▶ WRITTEN REQUEST:
Reproduce every one of the entries below word for word, keeping each line unchanged.

▶ GIVEN INFORMATION:

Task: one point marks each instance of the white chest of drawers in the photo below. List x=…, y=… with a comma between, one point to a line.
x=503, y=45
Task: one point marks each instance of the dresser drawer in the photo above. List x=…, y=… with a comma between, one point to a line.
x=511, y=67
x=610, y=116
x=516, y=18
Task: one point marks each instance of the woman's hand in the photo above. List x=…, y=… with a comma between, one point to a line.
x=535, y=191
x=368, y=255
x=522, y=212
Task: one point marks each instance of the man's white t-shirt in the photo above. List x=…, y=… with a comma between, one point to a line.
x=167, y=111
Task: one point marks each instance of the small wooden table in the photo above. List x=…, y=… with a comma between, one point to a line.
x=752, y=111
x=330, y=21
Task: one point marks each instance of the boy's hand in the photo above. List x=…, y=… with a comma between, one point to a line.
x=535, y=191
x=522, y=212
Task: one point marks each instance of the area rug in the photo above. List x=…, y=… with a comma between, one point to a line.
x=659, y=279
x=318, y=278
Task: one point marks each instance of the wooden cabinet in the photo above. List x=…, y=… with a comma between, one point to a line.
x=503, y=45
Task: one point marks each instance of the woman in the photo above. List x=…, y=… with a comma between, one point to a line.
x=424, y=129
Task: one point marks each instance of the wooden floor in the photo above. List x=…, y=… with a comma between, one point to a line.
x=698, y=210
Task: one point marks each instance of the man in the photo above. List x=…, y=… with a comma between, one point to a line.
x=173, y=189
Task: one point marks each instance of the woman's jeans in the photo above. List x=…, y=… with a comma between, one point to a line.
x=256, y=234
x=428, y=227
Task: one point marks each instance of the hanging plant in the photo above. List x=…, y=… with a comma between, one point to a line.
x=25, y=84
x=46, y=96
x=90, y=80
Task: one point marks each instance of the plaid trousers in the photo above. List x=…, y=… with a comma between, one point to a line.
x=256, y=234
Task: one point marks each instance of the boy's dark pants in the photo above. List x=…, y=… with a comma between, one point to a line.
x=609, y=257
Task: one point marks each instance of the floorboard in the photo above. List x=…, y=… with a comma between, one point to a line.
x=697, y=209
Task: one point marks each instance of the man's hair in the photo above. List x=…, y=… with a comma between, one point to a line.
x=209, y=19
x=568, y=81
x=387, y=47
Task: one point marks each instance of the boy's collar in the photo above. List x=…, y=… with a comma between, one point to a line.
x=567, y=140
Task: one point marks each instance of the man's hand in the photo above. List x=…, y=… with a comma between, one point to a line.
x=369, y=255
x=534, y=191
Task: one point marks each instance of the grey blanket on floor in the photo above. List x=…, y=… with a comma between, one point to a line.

▶ THE ANSWER:
Task: one point marks each instance of the white chest of drawers in the photo below. List x=…, y=… with a comma between, one point to a line.
x=503, y=45
Task: one point marks each instance of the dresser drawer in the photo above. List x=…, y=… with a comma between, one point to a line.
x=511, y=67
x=610, y=116
x=516, y=18
Task: one point marks each instance of the woman's hand in the photo above. List x=…, y=… with a comma between, one point to a line.
x=535, y=191
x=368, y=255
x=522, y=212
Task: one point marks each instance of the man's white t-shirt in the photo above. List x=…, y=… with a comma between, one point to a line.
x=167, y=111
Task: one point marks each instance of the small wooden table in the photo above. List x=…, y=… with a comma between, one point to a line.
x=752, y=111
x=330, y=21
Task: one point marks each instance of the boy's hand in the photo above. List x=…, y=… with a comma between, one point to a line.
x=535, y=191
x=522, y=212
Task: one point marks each instance of the area rug in the photo above. List x=…, y=… with a comma between, one point to a line.
x=659, y=279
x=318, y=278
Task: one point marks each instance of the wooden cabinet in the photo above. List x=…, y=… with a comma between, one point to a line.
x=503, y=45
Task: one point marks each instance of the woman in the photo above. List x=…, y=… with a comma between, one point to a line.
x=424, y=129
Task: one point marks each instance of the wooden floor in the photo above. List x=…, y=… with a comma between, one point to a line.
x=698, y=210
Task: one point marks each instance of the man in the photo above. List x=…, y=… with a comma between, one point to a line.
x=173, y=189
Task: one point marks each instance of the woman's jeans in the photo above. List x=…, y=… with a comma between, one point to a line.
x=256, y=234
x=428, y=227
Task: one point marks each instance of the hanging plant in the photo above. List x=…, y=… with a comma between, one point to a line.
x=25, y=84
x=46, y=96
x=90, y=80
Task: one point marks each instance of the plaid trousers in the photo above. List x=…, y=… with a comma between, one point to a line.
x=256, y=234
Task: one point marks each instance of the boy's dark pants in the photo above. List x=…, y=… with a comma between, one point to a line.
x=609, y=257
Task: one point marks each instance of the floorboard in the photo above. List x=…, y=… with a comma between, one point to a line.
x=697, y=209
Task: one point marks each instance of the man's hair in the photo above. List x=…, y=… with a comma between, one point to a line.
x=209, y=19
x=568, y=81
x=387, y=47
Task: one point marks each instance of the boy's collar in the photo above. List x=…, y=… with a comma between, one point to a line.
x=567, y=140
Task: one point marks each instance of the man's hand in the photo above. List x=…, y=… with a comma between, one point to a line.
x=369, y=255
x=534, y=191
Task: one point marks each instance of the grey blanket on floor in the photo above. List x=…, y=… with a comma between, one point to a line.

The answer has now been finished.